In the records below, find the line that contains "Could you please locate the mountain", then write out that line and each one after it exactly, up to and including the last.
-- ENTRIES SHOWN follows --
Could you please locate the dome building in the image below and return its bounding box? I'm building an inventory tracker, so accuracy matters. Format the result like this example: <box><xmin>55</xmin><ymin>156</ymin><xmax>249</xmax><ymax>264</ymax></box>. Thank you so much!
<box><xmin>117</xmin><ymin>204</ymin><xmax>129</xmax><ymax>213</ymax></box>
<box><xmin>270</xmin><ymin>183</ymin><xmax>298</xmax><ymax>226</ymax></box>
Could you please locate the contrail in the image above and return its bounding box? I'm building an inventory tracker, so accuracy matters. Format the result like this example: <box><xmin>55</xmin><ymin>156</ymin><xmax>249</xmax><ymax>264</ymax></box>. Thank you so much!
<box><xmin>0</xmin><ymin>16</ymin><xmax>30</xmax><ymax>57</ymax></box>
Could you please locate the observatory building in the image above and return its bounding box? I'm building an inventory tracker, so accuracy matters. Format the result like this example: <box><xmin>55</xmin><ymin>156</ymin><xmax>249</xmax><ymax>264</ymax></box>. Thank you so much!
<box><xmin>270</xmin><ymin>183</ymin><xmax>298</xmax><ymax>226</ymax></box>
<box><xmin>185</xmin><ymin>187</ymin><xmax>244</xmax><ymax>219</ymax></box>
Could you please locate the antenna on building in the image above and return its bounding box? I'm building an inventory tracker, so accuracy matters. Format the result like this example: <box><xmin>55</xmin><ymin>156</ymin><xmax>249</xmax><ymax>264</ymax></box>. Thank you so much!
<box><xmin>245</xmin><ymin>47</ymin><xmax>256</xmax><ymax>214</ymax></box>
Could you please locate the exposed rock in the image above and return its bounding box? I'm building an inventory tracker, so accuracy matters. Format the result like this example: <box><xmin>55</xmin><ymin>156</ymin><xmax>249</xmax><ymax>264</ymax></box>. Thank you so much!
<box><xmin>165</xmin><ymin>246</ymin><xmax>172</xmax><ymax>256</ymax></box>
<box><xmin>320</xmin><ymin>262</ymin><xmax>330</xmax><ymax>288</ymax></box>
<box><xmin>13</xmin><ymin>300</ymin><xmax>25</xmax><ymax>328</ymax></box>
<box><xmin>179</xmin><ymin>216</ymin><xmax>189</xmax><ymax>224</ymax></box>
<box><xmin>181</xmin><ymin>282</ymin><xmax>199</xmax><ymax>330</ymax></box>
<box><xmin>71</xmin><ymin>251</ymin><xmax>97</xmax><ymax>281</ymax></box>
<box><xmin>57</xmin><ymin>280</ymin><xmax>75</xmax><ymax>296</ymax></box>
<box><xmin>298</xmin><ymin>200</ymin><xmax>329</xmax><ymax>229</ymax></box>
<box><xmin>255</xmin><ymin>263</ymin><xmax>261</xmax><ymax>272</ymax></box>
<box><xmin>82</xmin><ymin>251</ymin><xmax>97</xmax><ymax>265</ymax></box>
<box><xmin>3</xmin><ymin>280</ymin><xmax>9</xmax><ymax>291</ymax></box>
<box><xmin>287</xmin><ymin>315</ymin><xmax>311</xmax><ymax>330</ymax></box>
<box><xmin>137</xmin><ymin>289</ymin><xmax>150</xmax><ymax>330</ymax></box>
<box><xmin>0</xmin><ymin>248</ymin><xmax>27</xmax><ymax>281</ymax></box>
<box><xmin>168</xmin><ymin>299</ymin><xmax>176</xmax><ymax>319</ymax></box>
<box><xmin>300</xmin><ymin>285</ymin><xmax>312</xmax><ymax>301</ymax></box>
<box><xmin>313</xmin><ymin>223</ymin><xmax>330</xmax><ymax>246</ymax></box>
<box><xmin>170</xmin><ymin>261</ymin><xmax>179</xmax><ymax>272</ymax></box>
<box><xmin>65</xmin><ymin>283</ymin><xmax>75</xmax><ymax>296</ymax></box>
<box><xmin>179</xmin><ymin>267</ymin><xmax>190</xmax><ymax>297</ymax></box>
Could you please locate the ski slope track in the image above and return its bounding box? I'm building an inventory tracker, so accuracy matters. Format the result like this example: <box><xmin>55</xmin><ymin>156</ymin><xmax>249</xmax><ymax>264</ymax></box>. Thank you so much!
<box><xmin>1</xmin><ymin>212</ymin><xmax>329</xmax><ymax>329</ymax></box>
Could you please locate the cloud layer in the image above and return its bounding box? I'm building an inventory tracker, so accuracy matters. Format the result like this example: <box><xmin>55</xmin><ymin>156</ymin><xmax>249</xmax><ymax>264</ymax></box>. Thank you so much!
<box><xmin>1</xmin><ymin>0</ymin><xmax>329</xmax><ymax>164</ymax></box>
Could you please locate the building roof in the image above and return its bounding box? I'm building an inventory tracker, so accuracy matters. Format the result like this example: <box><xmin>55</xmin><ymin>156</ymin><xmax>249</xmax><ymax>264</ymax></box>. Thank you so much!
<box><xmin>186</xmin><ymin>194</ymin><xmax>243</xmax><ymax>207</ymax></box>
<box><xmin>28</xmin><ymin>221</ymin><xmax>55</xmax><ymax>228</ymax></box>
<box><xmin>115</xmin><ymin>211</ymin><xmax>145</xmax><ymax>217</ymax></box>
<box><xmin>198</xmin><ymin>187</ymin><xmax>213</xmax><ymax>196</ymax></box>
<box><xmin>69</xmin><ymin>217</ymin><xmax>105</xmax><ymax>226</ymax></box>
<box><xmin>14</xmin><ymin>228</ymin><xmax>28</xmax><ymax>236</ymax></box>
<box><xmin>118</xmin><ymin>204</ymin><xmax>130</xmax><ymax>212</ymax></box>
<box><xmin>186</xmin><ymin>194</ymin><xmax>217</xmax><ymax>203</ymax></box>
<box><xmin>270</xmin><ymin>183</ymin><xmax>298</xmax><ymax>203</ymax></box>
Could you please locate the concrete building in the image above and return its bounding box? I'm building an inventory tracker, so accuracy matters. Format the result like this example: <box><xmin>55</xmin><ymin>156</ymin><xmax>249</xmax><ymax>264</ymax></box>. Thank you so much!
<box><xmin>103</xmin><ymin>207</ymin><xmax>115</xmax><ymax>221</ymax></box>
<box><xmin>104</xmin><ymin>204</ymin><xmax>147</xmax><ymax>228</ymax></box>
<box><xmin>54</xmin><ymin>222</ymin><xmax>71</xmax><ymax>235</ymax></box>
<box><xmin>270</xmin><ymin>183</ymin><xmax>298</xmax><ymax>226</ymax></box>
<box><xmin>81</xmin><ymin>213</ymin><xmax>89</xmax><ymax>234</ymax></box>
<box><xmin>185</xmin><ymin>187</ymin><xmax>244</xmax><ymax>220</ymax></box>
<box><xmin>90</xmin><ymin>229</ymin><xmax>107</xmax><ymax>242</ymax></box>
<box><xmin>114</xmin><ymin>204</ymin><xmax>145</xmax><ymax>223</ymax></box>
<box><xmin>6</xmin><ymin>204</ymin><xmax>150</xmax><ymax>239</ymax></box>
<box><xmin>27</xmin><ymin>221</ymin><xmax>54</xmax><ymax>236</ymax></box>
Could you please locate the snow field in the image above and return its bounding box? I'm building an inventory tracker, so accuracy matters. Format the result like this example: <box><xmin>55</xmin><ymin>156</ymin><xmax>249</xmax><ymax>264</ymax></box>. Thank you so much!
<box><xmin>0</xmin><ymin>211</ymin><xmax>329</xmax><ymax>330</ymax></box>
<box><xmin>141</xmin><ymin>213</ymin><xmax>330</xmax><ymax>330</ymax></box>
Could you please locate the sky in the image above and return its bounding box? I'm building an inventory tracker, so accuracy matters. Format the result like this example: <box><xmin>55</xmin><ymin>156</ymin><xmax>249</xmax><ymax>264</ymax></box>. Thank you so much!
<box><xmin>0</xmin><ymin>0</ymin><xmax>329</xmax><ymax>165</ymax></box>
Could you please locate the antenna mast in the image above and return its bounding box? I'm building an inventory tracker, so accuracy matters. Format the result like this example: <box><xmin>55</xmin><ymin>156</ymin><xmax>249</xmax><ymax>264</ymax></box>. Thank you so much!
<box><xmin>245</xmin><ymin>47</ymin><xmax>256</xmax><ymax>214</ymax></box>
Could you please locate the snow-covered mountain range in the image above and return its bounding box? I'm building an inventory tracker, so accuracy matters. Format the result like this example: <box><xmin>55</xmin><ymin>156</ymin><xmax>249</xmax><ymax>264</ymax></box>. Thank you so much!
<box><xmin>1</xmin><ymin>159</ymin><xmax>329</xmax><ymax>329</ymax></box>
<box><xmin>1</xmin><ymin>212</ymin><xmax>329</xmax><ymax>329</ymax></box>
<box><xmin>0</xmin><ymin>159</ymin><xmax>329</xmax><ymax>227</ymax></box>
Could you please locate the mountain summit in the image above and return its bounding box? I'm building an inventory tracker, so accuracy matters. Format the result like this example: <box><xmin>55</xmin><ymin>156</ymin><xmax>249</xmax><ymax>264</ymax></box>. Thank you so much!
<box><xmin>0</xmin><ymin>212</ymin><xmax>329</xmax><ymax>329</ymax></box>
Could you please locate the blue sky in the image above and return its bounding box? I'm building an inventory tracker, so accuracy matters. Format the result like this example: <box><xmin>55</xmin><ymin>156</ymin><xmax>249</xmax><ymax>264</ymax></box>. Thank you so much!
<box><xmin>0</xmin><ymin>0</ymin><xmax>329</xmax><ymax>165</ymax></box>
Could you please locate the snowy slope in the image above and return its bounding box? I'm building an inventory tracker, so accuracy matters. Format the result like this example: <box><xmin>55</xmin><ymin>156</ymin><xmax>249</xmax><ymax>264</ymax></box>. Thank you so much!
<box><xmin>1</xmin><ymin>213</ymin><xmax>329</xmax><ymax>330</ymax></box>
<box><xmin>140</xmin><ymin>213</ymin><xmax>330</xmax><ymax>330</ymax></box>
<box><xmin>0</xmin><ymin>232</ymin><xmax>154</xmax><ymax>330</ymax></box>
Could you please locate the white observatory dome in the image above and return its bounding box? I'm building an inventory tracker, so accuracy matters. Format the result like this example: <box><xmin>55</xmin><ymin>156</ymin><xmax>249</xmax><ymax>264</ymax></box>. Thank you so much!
-- ENTRIES SHOWN concluded --
▸ **THE COMPLETED TASK**
Could you please locate the mountain summit in the image above and return its bounding box? I'm building an inventory tracker, so accuracy matters. Format the result like this example: <box><xmin>55</xmin><ymin>156</ymin><xmax>249</xmax><ymax>264</ymax></box>. Thank you so much!
<box><xmin>0</xmin><ymin>212</ymin><xmax>329</xmax><ymax>329</ymax></box>
Could you please locate the blue sky in the image above and return its bounding box? I'm building an inventory tracker, so accuracy matters. Format the result like this example: <box><xmin>55</xmin><ymin>156</ymin><xmax>249</xmax><ymax>264</ymax></box>. Thank you so much!
<box><xmin>0</xmin><ymin>0</ymin><xmax>329</xmax><ymax>165</ymax></box>
Could you please locate the snowy slope in the image above and return its bounding box? I'm building an inventory tracker, so accuracy matters. Format the result like this example: <box><xmin>55</xmin><ymin>156</ymin><xmax>249</xmax><ymax>264</ymax></box>. Thank you so much!
<box><xmin>1</xmin><ymin>213</ymin><xmax>329</xmax><ymax>330</ymax></box>
<box><xmin>140</xmin><ymin>213</ymin><xmax>330</xmax><ymax>330</ymax></box>
<box><xmin>0</xmin><ymin>232</ymin><xmax>154</xmax><ymax>330</ymax></box>
Could you please locate the white observatory dome in the image above and return its bounding box? I'm building an inventory tracker, so accuracy matters. Format the result like this example: <box><xmin>55</xmin><ymin>156</ymin><xmax>249</xmax><ymax>264</ymax></box>. Thank you so much!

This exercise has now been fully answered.